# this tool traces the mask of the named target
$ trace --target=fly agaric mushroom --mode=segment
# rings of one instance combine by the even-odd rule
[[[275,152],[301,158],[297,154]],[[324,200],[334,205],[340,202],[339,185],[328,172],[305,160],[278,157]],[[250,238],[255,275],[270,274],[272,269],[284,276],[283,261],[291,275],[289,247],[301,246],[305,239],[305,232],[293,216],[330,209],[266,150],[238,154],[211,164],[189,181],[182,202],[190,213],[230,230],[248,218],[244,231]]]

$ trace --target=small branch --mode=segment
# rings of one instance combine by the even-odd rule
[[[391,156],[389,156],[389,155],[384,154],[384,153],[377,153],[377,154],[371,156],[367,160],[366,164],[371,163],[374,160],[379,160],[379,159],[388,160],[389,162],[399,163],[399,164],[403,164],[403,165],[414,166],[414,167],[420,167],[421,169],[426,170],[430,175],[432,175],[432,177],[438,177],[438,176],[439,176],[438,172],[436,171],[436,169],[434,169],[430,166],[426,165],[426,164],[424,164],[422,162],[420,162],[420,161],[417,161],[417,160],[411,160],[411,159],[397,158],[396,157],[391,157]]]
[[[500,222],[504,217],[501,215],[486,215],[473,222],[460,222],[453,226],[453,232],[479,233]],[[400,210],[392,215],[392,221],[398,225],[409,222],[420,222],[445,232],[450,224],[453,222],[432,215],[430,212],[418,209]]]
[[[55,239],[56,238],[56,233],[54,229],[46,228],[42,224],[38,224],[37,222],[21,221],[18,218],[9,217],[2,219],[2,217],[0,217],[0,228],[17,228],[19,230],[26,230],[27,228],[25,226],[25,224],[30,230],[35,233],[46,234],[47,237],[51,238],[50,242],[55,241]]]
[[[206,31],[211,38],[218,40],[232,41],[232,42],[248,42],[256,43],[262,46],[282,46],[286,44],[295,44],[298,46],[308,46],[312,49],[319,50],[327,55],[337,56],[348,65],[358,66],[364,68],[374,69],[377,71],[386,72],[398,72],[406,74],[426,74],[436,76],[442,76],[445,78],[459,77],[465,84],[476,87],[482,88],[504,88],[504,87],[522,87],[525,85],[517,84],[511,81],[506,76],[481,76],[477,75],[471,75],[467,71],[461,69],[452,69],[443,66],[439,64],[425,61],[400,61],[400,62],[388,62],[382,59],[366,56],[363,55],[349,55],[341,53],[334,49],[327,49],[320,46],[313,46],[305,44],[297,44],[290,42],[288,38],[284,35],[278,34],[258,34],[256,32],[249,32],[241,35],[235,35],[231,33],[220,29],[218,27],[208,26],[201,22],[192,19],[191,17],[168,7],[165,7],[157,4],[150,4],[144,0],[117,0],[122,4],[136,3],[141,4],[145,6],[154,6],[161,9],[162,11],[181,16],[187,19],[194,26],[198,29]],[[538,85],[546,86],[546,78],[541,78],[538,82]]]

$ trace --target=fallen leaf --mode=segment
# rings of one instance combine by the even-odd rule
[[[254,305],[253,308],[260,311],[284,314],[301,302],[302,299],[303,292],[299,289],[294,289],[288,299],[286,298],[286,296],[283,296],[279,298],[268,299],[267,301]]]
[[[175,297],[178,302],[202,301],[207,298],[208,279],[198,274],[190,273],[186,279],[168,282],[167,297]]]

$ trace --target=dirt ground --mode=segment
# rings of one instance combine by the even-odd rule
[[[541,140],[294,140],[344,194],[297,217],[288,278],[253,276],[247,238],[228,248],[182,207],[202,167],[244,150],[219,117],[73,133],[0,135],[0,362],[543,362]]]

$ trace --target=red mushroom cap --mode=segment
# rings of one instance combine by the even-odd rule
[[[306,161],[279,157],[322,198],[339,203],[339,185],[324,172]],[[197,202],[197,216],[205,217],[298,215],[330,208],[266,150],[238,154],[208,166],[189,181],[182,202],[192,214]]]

◆ **Description of the task**
Format every line of the listing above as a numbered list, omitting the blank lines.

◆ **Final result**
1. # this tool traces the mask of the named target
2. $ trace --target=fly agaric mushroom --mode=segment
3. # rings of one instance combine by the even-odd rule
4. [[[275,152],[301,158],[297,154]],[[324,200],[334,205],[340,202],[339,185],[328,172],[305,160],[278,157]],[[250,238],[255,275],[270,274],[272,269],[284,276],[283,261],[291,275],[289,247],[301,246],[305,239],[305,232],[293,216],[330,209],[266,150],[238,154],[211,164],[189,181],[182,202],[190,213],[230,230],[248,218],[244,231]]]
5. $ trace --target=small branch --mode=segment
6. # rings of one instance combine by the even-odd rule
7. [[[391,156],[389,156],[389,155],[384,154],[384,153],[377,153],[377,154],[371,156],[367,160],[366,164],[371,163],[374,160],[379,160],[379,159],[388,160],[389,162],[399,163],[399,164],[403,164],[403,165],[414,166],[414,167],[420,167],[421,169],[426,170],[430,175],[432,175],[432,177],[438,177],[438,176],[439,176],[438,172],[436,171],[436,169],[434,169],[430,166],[426,165],[426,164],[424,164],[422,162],[420,162],[420,161],[417,161],[417,160],[411,160],[411,159],[397,158],[396,157],[391,157]]]
8. [[[500,222],[504,217],[501,215],[486,215],[473,222],[460,222],[453,226],[453,232],[479,233]],[[400,210],[392,215],[392,221],[398,225],[409,222],[420,222],[445,232],[450,224],[453,222],[432,215],[430,212],[418,209]]]
9. [[[55,239],[56,238],[56,233],[54,229],[46,228],[42,224],[38,224],[37,222],[21,221],[18,218],[9,217],[2,219],[2,217],[0,217],[0,228],[17,228],[19,230],[26,230],[27,228],[25,226],[25,224],[30,230],[35,233],[46,234],[47,237],[51,238],[50,242],[55,241]]]
10. [[[206,31],[211,38],[218,40],[232,41],[232,42],[248,42],[256,43],[262,46],[282,46],[286,44],[295,44],[298,46],[308,46],[312,49],[319,50],[327,55],[337,56],[348,65],[358,66],[364,68],[374,69],[377,71],[386,72],[398,72],[406,74],[426,74],[436,76],[442,76],[445,78],[459,77],[465,84],[476,87],[482,88],[504,88],[504,87],[522,87],[525,85],[517,84],[511,81],[506,76],[481,76],[477,75],[471,75],[467,71],[461,69],[452,69],[443,66],[439,64],[425,61],[400,61],[400,62],[388,62],[382,59],[366,56],[363,55],[349,55],[341,53],[334,49],[327,49],[320,46],[313,46],[305,44],[297,44],[290,42],[288,38],[284,35],[278,34],[258,34],[256,32],[249,32],[241,35],[235,35],[231,33],[220,29],[218,27],[208,26],[201,22],[192,19],[191,17],[168,7],[165,7],[157,4],[150,4],[144,0],[117,0],[122,4],[136,3],[141,4],[145,6],[154,6],[161,9],[162,11],[181,16],[187,19],[194,26],[198,29]],[[538,85],[546,86],[546,78],[541,78],[538,82]]]
11. $ trace --target=fallen leaf --mode=segment
12. # rings of one instance combine by the even-odd rule
13. [[[254,305],[253,308],[260,311],[284,314],[301,302],[302,299],[303,292],[299,289],[294,289],[288,299],[286,298],[286,296],[283,296],[279,298],[268,299],[267,301]]]
14. [[[175,297],[178,302],[202,301],[207,298],[208,279],[198,274],[190,273],[186,279],[168,282],[167,297]]]
15. $ trace --target=dirt ground --mode=segment
16. # rings of one instance combine by the even-odd rule
17. [[[541,140],[294,140],[344,194],[297,217],[288,278],[253,276],[247,238],[228,248],[182,207],[202,167],[244,150],[219,117],[73,133],[0,135],[0,362],[543,362]]]
18. $ trace --target=red mushroom cap --mode=segment
19. # rings of one instance combine by the even-odd rule
20. [[[306,161],[279,157],[322,198],[339,203],[339,185],[324,172]],[[197,202],[197,216],[205,217],[298,215],[330,208],[266,150],[238,154],[208,166],[189,181],[182,202],[192,214]]]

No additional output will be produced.